*** Opening Exercise input ***

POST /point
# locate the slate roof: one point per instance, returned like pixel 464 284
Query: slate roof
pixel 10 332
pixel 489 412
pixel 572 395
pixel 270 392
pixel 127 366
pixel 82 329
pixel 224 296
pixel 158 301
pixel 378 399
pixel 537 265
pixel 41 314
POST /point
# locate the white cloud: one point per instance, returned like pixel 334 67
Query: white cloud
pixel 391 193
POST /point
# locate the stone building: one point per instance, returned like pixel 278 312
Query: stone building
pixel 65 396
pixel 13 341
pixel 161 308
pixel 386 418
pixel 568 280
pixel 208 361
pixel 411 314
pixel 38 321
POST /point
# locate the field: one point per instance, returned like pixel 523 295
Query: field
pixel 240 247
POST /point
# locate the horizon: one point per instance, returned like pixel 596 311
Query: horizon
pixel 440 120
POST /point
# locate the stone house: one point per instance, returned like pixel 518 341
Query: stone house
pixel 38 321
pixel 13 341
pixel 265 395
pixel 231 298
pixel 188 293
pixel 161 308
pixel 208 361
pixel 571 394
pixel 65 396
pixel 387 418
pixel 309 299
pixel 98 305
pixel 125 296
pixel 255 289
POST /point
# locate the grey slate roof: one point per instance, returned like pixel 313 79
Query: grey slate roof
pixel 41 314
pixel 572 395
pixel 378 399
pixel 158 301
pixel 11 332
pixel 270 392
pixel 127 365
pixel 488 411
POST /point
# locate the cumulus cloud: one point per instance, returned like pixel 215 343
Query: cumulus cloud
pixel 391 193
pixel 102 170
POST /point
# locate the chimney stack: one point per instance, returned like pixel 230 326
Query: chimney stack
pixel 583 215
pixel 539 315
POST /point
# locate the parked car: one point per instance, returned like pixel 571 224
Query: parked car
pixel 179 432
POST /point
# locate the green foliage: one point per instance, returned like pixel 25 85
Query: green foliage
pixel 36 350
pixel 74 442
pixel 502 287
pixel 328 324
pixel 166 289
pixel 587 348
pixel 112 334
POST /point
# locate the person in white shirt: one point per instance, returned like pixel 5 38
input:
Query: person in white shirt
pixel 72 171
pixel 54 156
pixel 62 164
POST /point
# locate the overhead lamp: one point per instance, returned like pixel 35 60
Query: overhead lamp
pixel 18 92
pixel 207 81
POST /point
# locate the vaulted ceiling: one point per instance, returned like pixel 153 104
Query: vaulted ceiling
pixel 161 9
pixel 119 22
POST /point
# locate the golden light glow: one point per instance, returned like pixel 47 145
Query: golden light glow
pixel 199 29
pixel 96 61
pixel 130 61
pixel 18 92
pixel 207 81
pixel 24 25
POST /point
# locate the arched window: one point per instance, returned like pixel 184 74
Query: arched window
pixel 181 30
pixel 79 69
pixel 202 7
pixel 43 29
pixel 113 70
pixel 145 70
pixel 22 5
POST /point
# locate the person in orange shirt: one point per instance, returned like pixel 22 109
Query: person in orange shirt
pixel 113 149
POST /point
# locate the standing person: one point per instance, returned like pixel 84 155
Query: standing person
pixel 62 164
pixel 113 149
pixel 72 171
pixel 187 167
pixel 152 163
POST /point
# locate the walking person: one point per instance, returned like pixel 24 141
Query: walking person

*** Closing Exercise input ***

#### Description of the task
From the data above, copy each line exactly.

#### Response
POST /point
# locate the slate roof: one point per instance, returned like pixel 464 284
Query: slate roof
pixel 10 332
pixel 489 412
pixel 572 395
pixel 270 392
pixel 127 366
pixel 82 329
pixel 224 296
pixel 158 301
pixel 378 399
pixel 537 265
pixel 41 314
POST /point
# locate the white cloud: one point per instance, returned like pixel 334 67
Query: white cloud
pixel 391 193
POST /point
# locate the stone building: one point per instance, returned like pixel 278 312
Query: stone building
pixel 65 396
pixel 13 341
pixel 161 308
pixel 386 418
pixel 568 280
pixel 208 361
pixel 411 314
pixel 38 321
POST /point
# locate the field: one point per instance, returned like pixel 523 295
Query: field
pixel 240 247
POST /point
# locate the horizon: one point per instance, returned like pixel 596 311
Query: horizon
pixel 440 120
POST /point
# locate the stone house: one point per instance, returned like pixel 518 341
Query: stone house
pixel 38 321
pixel 13 341
pixel 265 395
pixel 231 298
pixel 188 293
pixel 161 308
pixel 208 361
pixel 571 394
pixel 65 396
pixel 387 418
pixel 309 299
pixel 98 305
pixel 125 296
pixel 255 289
POST /point
# locate the grey slate roof: one point per instance, returned like pixel 313 79
Query: grey slate roof
pixel 41 314
pixel 572 395
pixel 378 399
pixel 158 301
pixel 11 332
pixel 270 392
pixel 127 365
pixel 488 411
POST /point
# locate the cumulus cloud: one point per instance, returned like pixel 215 343
Query: cumulus cloud
pixel 391 193
pixel 102 170
POST /point
# locate the chimney stack: one point per instance, returned like pixel 230 326
Query: chimney stack
pixel 583 215
pixel 539 315
POST /point
# locate the parked car: one point per instance, returned like pixel 571 224
Query: parked car
pixel 179 432
POST /point
# locate the green foliage: one point per instance, returned like pixel 25 85
Query: green foliage
pixel 36 350
pixel 74 442
pixel 502 287
pixel 328 324
pixel 166 289
pixel 587 348
pixel 112 334
POST /point
# locate the person in white shirt: one point per instance, returned like pixel 5 38
input:
Query: person in white shirt
pixel 72 171
pixel 54 156
pixel 62 164
POST /point
# locate the overhead lamp: one point per instance, returned like pixel 35 60
Query: overhead lamp
pixel 18 92
pixel 207 81
POST /point
# locate the vaulted ceiling: one point per instance, returned like pixel 153 104
Query: vaulted ceiling
pixel 161 9
pixel 119 22
POST /point
# locate the golden light glow: one point per instance, returned like pixel 47 145
Query: golden light glow
pixel 199 29
pixel 96 61
pixel 130 61
pixel 18 92
pixel 207 81
pixel 24 25
POST /point
# locate the arched window: one point per instance, returned like pixel 184 74
Query: arched window
pixel 181 30
pixel 79 69
pixel 202 7
pixel 43 29
pixel 113 70
pixel 145 70
pixel 22 5
POST /point
# locate the person in orange shirt: one point per instance, returned like pixel 22 109
Query: person in orange shirt
pixel 113 149
POST /point
# locate the standing person: one point per instance, returned like pixel 84 155
Query: standing person
pixel 62 164
pixel 113 149
pixel 72 171
pixel 187 167
pixel 152 163
POST /point
# locate the walking person: one point per instance, returned like pixel 24 141
Query: walking person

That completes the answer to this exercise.